**Excerpts from location labeling data**
--------------------------------

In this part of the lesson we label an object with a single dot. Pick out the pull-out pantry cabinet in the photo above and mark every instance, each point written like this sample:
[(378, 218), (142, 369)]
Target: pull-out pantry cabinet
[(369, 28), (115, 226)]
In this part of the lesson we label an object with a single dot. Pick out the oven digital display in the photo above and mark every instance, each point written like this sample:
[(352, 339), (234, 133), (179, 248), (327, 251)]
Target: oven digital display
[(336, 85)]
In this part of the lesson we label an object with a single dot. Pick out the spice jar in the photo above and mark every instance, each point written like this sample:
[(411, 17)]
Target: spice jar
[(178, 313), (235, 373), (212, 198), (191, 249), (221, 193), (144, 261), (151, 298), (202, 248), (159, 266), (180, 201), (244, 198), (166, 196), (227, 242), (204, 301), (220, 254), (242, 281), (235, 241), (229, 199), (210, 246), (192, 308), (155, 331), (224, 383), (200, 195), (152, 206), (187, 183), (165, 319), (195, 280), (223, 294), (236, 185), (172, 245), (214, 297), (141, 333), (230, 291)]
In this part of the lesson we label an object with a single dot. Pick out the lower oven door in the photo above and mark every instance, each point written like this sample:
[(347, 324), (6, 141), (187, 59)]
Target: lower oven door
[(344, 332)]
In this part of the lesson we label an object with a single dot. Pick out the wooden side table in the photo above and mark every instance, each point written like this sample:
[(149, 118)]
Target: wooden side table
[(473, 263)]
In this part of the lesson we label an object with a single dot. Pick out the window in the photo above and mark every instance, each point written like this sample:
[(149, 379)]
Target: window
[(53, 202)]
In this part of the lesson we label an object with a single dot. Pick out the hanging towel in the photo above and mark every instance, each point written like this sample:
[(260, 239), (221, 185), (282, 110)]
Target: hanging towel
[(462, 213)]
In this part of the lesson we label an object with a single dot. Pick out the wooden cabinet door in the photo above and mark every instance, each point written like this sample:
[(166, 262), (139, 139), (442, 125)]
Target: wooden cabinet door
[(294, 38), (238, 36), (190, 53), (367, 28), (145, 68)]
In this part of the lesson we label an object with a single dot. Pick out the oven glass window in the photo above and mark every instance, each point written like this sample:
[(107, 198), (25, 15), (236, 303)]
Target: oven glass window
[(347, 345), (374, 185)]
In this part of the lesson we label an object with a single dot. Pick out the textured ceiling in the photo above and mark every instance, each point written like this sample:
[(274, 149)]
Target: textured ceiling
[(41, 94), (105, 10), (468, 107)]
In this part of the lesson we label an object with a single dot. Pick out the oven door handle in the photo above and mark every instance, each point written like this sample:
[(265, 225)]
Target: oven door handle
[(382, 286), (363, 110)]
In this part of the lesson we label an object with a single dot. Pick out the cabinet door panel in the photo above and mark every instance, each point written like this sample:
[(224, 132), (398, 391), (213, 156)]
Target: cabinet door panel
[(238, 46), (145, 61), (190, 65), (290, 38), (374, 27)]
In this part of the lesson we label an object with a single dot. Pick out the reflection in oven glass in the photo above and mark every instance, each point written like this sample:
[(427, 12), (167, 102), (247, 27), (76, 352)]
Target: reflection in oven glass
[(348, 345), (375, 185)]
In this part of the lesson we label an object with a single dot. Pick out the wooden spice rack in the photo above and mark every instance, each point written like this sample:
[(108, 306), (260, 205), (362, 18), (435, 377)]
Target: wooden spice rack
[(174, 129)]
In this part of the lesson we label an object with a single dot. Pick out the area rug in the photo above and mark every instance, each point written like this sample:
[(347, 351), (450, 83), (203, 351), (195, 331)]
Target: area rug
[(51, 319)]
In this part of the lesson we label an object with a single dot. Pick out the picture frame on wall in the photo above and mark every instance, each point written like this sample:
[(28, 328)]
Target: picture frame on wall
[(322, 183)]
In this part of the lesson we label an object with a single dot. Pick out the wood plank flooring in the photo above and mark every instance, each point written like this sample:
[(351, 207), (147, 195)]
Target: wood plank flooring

--------------------------------

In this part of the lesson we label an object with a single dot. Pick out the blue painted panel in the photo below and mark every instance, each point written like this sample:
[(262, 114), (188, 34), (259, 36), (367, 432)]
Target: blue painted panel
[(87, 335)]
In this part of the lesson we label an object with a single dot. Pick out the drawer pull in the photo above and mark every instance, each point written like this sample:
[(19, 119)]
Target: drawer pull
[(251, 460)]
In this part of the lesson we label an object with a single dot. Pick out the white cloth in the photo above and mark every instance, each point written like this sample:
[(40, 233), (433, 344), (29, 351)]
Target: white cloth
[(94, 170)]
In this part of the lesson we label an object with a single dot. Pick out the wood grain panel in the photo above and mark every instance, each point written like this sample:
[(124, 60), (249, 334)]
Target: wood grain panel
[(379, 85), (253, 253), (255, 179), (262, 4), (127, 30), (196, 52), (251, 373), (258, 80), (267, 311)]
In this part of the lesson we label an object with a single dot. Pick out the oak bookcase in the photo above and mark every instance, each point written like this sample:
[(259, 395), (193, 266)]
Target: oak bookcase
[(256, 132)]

--------------------------------

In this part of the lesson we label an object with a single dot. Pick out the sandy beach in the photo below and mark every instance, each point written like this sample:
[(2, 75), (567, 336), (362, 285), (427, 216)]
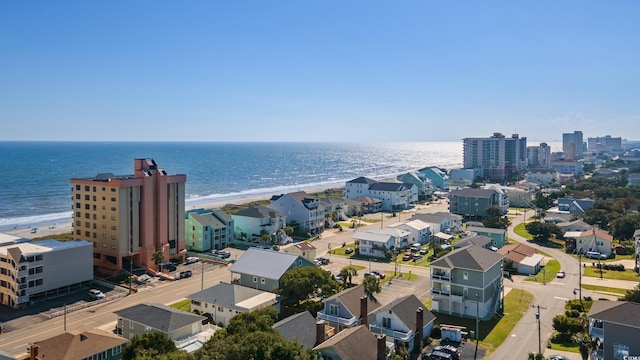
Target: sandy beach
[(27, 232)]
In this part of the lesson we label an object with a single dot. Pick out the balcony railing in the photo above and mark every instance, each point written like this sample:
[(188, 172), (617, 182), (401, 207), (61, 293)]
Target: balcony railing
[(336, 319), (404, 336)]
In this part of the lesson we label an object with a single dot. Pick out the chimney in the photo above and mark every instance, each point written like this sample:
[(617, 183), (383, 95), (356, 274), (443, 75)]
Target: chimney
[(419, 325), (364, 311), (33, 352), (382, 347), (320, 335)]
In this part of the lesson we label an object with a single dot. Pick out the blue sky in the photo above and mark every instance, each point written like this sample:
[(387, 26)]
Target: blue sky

--------------------------------

**Challenge**
From the records above, select and copy every line containing the string "glass", treating uppercase and lowercase letters as distinct.

**Output**
In this part of the lesson we label an object with a single dot. Pick out the oven glass window in the photo above and mark every instance, each point written like this sample:
Target: oven glass window
In this part of the lesson we label an object with a single dot. Pick out the reflection in oven glass in the photo above and mark every instance, each point written like this sample:
Target: reflection in oven glass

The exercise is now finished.